Items from a dataset:
☆ ☆ ☆ ☆ ☆
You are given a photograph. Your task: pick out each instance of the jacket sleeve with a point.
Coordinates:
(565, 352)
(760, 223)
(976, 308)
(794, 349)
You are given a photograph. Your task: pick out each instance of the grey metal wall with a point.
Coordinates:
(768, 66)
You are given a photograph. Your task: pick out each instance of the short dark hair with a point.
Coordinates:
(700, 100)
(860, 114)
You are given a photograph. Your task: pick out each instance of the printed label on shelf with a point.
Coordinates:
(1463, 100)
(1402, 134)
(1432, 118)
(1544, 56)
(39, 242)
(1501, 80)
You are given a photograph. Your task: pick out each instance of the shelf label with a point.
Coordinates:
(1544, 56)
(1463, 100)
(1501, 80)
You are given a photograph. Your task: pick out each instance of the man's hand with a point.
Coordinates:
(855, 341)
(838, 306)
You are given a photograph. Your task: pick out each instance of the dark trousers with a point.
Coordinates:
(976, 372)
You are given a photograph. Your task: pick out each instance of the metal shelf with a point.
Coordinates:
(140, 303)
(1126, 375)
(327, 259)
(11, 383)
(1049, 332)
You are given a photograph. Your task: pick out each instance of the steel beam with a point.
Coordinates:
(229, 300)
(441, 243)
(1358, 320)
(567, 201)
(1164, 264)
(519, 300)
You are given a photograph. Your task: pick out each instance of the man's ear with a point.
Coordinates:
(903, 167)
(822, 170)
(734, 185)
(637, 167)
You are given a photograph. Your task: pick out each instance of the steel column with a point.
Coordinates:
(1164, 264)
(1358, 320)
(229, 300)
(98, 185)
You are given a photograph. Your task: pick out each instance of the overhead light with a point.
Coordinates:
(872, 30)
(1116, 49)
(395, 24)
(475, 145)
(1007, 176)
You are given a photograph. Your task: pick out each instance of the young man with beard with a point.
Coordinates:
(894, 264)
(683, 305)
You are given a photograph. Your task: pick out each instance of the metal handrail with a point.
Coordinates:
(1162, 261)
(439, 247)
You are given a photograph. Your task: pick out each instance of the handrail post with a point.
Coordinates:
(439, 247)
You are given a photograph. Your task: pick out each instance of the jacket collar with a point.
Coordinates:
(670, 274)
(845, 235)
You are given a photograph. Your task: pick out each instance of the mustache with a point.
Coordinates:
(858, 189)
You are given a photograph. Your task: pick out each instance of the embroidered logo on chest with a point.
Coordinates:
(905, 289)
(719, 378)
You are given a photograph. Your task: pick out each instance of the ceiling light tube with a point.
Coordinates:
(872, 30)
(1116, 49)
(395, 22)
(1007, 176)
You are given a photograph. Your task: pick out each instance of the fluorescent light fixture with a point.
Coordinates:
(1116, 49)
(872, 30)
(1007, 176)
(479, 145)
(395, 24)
☆ ☆ ☆ ☆ ☆
» **What you are asked to do**: Can you turn every item above into a two-column CSV with the headers "text" and "answer", putting one item per row, enclosing each value in its own quoted field, and replacing line breaks with spaces?

» **Response for this exercise**:
text,answer
"You are given a photograph. Your task: pick out each instance of the jacket sleeve with a point. Coordinates:","(565, 352) (760, 223) (976, 308) (794, 349)"
"You are given a photograph. Your task: pick out each instance of the grey metal wall with a point. Coordinates:","(768, 66)"
"You are given a photograph. Your task: pick out each instance of the short dark hair with a point. Coordinates:","(700, 100) (860, 114)"
"You are given a photograph. Your task: pick out each instance of the printed label on shelf with a point. Coordinates:","(1463, 100) (1402, 134) (1432, 118) (1544, 56) (39, 242) (1501, 80)"
"You are given a photograph. Your task: pick out each instance of the shelf label with a point. Coordinates:","(1544, 56) (1463, 100) (1501, 80)"
"You are given a photograph. Your task: pick out each instance of the man's hand with a point. Coordinates:","(855, 341) (838, 306)"
"You are given a photograph. Your task: pick out each instance of the dark trousers with a point. Coordinates:","(976, 372)"
"You are given a photograph. Your task: pick out each instance of the metal shelf with a point. Coordinates:","(140, 303) (1126, 375) (327, 259) (11, 383) (1049, 332)"
"You are given a photograph. Your task: pick out each instance of the steel beam with a point. Coordinates:","(229, 300) (441, 243) (1358, 320) (567, 201) (1164, 264) (519, 300)"
"You are given a photograph. Your task: pick out each instance of the man's ear with a point. Coordinates:","(903, 167) (822, 170) (734, 185) (637, 167)"
"You are given a photograph. Your task: pick out each instance of the steel column with a point. Coordinates:","(1164, 264) (1358, 320) (229, 300) (98, 185)"
"You are given a photograph. Your task: pick out each instance of the overhead light with a point. Coordinates:","(872, 30) (1116, 49) (395, 24) (475, 145) (1007, 176)"
"You are given a photograph. Your task: pick out each instance of the young man with beard with a point. Coordinates:","(894, 264) (683, 305)"
"You are given a photograph. Your task: pick out each instance of the metal handrail with a point. Coordinates:","(1162, 261) (439, 247)"
"You are given a photograph. Your task: pick out each instance of the handrail post with a point. Coordinates:","(439, 247)"
"You are given a photograph. Your task: pick out each instance of the jacket collar with a point. Coordinates:","(670, 274) (845, 235)"
"You are given a photograph. Your task: pick out each instance of the mustache with a point. Coordinates:","(858, 189)"
"You are given a photograph. Your task: pick out each instance of the embroidered logo on chest with a point. Coordinates:","(905, 289) (719, 378)"
"You are given a photograph. Your task: pick out each instance of the ceiling light tube with a point. Coordinates:","(872, 30) (1116, 49) (395, 22) (1007, 176)"
"You are given a photograph. Your task: pick out each instance of the fluorescent light fixture with a point. Coordinates:","(1116, 49) (872, 30) (1007, 176) (479, 145) (395, 24)"